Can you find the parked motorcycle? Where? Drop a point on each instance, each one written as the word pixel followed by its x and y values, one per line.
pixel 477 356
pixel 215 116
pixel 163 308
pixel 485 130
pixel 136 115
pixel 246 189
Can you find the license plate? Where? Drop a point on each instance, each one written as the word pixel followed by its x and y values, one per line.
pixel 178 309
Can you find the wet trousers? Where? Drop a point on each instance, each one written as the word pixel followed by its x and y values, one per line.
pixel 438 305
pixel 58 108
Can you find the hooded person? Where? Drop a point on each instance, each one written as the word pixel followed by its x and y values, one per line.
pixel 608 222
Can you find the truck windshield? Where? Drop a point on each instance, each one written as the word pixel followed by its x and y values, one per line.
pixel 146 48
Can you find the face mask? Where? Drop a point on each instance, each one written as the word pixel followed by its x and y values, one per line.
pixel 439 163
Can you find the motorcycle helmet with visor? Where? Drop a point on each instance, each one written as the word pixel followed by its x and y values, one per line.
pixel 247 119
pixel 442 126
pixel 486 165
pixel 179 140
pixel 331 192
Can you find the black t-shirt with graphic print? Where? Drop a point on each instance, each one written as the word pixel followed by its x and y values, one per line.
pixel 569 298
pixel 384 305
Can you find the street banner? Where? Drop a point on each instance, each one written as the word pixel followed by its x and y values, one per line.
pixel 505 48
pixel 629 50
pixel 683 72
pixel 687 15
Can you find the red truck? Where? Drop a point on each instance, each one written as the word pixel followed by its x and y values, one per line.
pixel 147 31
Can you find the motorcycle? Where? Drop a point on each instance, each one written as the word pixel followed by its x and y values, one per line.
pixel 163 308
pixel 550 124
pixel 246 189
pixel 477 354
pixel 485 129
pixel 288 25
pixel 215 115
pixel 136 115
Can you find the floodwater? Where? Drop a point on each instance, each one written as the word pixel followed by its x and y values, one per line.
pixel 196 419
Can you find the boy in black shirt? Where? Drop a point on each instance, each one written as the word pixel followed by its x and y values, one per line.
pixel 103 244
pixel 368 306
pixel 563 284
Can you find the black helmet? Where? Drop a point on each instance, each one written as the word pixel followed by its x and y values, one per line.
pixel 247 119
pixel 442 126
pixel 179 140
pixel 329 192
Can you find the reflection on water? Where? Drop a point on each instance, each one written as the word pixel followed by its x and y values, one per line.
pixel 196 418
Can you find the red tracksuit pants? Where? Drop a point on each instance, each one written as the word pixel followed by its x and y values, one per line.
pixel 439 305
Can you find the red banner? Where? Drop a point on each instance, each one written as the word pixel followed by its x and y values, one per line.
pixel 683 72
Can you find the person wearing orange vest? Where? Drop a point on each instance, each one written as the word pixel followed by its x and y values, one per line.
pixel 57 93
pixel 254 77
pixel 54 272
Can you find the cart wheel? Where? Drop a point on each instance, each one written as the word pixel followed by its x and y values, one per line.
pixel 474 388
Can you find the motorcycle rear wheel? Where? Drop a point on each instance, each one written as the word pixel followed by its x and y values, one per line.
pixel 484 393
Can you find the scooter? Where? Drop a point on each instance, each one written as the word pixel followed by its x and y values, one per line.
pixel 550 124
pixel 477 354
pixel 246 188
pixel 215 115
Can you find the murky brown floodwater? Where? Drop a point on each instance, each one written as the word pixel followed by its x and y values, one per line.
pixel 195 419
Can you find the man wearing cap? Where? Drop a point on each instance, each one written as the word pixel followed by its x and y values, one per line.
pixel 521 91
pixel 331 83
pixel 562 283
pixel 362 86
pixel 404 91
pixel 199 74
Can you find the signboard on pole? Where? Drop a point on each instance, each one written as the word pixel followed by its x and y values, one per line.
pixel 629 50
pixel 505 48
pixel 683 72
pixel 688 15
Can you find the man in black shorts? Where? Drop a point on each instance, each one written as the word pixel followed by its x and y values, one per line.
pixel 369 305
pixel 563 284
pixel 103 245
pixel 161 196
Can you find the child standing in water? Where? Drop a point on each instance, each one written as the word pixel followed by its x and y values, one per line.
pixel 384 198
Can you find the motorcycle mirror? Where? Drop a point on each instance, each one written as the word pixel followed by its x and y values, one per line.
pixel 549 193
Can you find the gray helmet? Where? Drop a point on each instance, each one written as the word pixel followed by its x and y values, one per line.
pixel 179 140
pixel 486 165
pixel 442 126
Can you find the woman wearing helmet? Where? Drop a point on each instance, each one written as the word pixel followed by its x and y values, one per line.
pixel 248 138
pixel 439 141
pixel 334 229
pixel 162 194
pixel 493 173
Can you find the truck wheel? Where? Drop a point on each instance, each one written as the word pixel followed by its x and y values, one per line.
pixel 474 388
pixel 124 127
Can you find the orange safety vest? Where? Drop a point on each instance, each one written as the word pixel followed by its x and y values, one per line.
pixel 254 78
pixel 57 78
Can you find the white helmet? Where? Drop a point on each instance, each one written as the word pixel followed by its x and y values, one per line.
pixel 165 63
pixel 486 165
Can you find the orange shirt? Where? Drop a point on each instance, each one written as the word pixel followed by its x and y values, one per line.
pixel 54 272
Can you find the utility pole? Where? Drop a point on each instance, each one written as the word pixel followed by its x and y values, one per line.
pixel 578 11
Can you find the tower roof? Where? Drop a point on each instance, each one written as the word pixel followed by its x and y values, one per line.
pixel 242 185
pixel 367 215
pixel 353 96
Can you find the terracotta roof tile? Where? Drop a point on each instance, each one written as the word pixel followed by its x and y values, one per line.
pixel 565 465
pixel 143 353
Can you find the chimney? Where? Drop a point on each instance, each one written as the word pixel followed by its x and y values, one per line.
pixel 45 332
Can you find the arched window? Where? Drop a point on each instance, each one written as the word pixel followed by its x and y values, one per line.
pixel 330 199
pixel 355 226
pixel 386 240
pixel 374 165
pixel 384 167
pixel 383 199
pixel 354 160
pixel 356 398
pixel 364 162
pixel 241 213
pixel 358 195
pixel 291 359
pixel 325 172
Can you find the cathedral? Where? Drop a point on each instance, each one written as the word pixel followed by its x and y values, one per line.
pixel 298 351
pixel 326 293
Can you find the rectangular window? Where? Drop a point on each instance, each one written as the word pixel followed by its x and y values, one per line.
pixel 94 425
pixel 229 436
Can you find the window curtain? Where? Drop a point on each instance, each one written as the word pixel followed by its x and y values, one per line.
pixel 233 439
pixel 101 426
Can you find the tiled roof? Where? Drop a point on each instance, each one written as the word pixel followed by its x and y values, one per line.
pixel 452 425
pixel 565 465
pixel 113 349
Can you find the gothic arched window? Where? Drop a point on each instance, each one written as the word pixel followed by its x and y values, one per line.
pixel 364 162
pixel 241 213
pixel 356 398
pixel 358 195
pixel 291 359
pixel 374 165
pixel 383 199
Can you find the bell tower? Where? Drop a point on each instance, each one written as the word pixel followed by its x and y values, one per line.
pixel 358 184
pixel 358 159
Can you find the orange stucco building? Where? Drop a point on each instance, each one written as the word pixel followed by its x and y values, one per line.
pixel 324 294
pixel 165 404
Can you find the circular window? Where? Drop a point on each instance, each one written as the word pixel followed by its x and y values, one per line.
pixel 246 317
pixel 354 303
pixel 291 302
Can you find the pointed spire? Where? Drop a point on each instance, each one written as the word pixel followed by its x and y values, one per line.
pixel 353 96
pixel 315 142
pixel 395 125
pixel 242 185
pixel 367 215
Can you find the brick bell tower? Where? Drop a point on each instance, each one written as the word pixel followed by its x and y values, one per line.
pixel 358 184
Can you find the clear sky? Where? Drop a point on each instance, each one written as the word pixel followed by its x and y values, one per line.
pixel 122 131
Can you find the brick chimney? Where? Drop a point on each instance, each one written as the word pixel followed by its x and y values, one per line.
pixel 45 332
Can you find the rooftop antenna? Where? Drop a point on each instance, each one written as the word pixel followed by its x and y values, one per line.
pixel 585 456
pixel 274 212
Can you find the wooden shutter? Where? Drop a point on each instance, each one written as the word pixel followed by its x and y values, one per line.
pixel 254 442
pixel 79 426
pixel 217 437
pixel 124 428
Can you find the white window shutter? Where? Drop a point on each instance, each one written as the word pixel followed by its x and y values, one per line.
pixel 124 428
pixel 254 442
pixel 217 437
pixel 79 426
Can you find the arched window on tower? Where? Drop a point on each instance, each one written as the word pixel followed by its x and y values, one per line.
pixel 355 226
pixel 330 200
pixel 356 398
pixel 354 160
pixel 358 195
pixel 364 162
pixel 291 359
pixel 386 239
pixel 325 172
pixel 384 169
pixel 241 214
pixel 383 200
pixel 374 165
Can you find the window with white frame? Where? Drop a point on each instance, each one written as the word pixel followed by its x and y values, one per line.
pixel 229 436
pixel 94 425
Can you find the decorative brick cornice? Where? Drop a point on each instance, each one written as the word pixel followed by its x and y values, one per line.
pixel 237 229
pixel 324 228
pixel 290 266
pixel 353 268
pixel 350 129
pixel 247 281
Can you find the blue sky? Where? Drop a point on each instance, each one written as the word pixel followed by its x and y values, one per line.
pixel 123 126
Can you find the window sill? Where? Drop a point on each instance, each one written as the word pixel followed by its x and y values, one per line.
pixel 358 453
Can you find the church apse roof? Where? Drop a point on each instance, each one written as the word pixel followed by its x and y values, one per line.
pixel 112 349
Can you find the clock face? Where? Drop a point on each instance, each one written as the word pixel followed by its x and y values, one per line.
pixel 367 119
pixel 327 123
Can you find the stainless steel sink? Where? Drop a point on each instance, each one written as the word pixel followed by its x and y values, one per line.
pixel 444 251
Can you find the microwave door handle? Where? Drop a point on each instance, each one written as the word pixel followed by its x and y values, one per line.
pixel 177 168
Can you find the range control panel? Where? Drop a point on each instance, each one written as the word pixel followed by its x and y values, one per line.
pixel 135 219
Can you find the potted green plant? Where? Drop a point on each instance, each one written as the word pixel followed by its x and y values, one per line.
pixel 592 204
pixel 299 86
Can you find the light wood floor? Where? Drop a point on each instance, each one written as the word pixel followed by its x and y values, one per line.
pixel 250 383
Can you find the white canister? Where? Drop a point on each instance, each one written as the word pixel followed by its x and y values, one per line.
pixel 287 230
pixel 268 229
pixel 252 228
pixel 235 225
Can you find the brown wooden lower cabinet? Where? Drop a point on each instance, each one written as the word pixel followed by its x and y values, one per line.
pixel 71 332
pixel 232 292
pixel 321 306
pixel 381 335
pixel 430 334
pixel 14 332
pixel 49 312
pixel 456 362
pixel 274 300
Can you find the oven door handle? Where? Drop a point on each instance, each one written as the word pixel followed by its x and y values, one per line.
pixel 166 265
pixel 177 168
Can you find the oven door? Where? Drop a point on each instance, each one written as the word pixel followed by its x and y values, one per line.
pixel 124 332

____

• _Objective_
Starting at the line that contains "Can you find the range", copy each line exactly through the end of the listing above. Include that first line and the last one, and add nothing.

• _Finished answer_
Can you find the range control panel? Where? Drop a point on each instance, each one written as the word pixel followed by its x and y values, one per line.
pixel 135 219
Can you find the potted green plant? Where? Drop a point on each instance, each one written as the word pixel followed by its x and y values, one per line.
pixel 592 204
pixel 299 86
Can you find the light wood floor? Where? Drop a point on each instance, each one written as the word pixel followed by its x and y values, one per line.
pixel 250 383
Can you find the white canister? Where? Drop a point on each instance, each one written as the word pixel followed by its x and y values, one per line.
pixel 287 230
pixel 268 229
pixel 252 228
pixel 235 225
Can you find the brown wooden lower cabinet? Where? Drop a point on each instance, each one written as the word pixel followed by its x and y values, one per line.
pixel 71 332
pixel 232 292
pixel 321 306
pixel 381 335
pixel 430 334
pixel 14 332
pixel 49 312
pixel 456 362
pixel 274 300
Can you find the oven door handle? Where? Drop a point on each instance, each one written as the word pixel followed by its x and y values, one per line.
pixel 166 265
pixel 177 168
Can you find the oven door? Where? Drop a point on each instance, each one written as the word pixel followed by its x and y values, one per line.
pixel 124 332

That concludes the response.